**Parts of the exercise**
(A) Retype the advice column from "Lately, I've been" to "on his own.".
(B) List the relatives the letter writer mentions in the advice column.
(C) Proceed with the advice column from where it stops.

**Selection**
*****
Dear Annie: I am a 48-year-old male living at home with my folks and older sister. We are a close-knit family and do things together often. I couldn't be happier to have them in my life.

Lately, I've been feeling a little bit down and stuck in the mud if you can call it that. I have no reason to feel like that. I am my oldest nephew's home caregiver, and I am grateful every day for personally taking care of him. He's disabled but very high-functioning when it comes to doing things on his own.

Could this be some kind of depression of sorts or a midlife crisis change? I am single, never married, no children, so I really don't know what I am personally going through. I guess I'm afraid to ask my doctor about it. Can you give me some advice on what it is? I appreciate your input very much. -- Down in the Dumps in New Mexico

Dear Down in the Dumps: It's normal to feel down in the dumps sometimes, even if you're generally content with your life. Caring for a loved one is rewarding but can also be draining, which might be contributing to how you're feeling.

Feeling down could also be a sign of depression or a response to the repetitive nature of your days if you feel like you're missing out on personal growth. It's not uncommon to reevaluate your life's direction at various points, which can sometimes manifest in what people call a "midlife crisis."
*****
**Coordinate annotation records**
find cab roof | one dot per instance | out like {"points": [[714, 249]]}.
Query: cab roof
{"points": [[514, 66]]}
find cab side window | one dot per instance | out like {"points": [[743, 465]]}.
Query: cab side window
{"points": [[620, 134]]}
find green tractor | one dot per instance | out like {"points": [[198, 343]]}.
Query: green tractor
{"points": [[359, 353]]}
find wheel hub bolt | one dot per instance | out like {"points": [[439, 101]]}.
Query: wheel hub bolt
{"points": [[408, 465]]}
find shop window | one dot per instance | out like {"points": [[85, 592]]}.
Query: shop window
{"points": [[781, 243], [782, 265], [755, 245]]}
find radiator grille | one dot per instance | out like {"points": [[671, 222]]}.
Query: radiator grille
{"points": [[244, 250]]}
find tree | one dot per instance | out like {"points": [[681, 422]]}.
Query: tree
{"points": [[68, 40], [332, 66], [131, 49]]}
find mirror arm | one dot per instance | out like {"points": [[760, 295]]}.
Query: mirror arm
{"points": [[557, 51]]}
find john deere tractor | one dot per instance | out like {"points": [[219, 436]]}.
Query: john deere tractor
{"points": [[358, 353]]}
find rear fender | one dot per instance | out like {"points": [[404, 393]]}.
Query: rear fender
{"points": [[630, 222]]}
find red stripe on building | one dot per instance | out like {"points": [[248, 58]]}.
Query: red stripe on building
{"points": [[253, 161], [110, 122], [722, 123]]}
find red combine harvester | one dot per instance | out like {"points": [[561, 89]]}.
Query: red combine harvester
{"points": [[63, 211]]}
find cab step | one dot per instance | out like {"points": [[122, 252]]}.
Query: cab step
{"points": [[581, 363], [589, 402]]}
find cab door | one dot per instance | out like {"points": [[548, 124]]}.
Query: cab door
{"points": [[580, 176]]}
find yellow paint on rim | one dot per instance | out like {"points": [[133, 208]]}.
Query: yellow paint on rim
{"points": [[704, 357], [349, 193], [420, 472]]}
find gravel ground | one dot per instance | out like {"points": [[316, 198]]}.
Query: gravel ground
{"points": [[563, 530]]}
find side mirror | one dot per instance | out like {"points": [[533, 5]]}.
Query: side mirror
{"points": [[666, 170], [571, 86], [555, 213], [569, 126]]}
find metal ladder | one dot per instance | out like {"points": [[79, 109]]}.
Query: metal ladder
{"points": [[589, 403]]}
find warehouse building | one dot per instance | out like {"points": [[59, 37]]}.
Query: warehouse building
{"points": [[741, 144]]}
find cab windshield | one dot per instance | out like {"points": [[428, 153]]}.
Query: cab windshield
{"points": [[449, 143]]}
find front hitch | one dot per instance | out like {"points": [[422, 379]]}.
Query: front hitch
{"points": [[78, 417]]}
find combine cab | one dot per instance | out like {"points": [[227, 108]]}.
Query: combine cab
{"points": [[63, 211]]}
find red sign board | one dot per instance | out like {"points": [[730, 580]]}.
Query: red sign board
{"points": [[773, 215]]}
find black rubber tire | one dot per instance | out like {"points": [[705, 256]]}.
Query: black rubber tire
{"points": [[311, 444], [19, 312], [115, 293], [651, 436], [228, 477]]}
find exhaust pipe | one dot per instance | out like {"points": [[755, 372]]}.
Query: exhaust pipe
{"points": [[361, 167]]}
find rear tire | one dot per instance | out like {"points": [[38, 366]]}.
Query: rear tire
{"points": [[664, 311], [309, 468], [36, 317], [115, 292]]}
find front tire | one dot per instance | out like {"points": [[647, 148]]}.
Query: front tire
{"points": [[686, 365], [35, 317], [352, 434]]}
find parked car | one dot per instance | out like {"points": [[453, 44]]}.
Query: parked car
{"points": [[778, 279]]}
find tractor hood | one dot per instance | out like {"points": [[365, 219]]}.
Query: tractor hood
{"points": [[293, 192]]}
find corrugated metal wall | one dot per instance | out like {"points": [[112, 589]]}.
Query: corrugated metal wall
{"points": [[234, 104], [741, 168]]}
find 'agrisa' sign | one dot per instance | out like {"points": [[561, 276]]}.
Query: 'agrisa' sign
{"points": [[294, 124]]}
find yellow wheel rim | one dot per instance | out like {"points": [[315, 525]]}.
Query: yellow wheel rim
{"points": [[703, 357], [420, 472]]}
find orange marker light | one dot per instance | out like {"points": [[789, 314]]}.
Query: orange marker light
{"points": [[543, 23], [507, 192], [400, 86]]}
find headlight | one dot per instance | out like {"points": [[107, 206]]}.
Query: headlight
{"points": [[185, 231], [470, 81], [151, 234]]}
*****
**Results of the exercise**
(A)
Lately, I've been feeling a little bit down and stuck in the mud if you can call it that. I have no reason to feel like that. I am my oldest nephew's home caregiver, and I am grateful every day for personally taking care of him. He's disabled but very high-functioning when it comes to doing things on his own.

(B) His folks, his older sister, and his oldest nephew.

(C)
There's no need to be afraid of talking to your doctor; he or she can help you determine whether what you're experiencing is depression, or perhaps something else, and can suggest appropriate treatments or changes.

It also might help to look into new activities that can bring a sense of excitement or challenge to your life. Consider taking a class, volunteering or joining a group that aligns with an interest you've always wanted to explore.

 

Dear Annie: My friend "Emily" got married a few months ago, and since then, I have barely seen her at all. I've invited her out a couple of times, but she is always busy with her new married life and couple activities. I'm still single and I miss the time when we would talk every day and hang out every weekend. I don't want to intrude on her new life or seem clingy, but I'm pretty offended by the way she has let our friendship fall by the wayside. How can I bridge this gap and maintain our friendship without feeling left behind? -- Single Friend Struggling

Dear Single: Navigating this change in Emily's life and your friendship can certainly be challenging, but it's possible to adapt. Openly express your feelings to Emily. Let her know that you value your friendship and miss the closeness you once shared.

Next, try to engage with her new world. Suggest activities that can include her spouse and their friends sometimes, which might make it easier for her to balance her relationships.

You should also embrace this phase of life by expanding your own social circle and interests. Friendships evolve, and with a little effort and open communication, you can adjust to this new chapter in both of your lives.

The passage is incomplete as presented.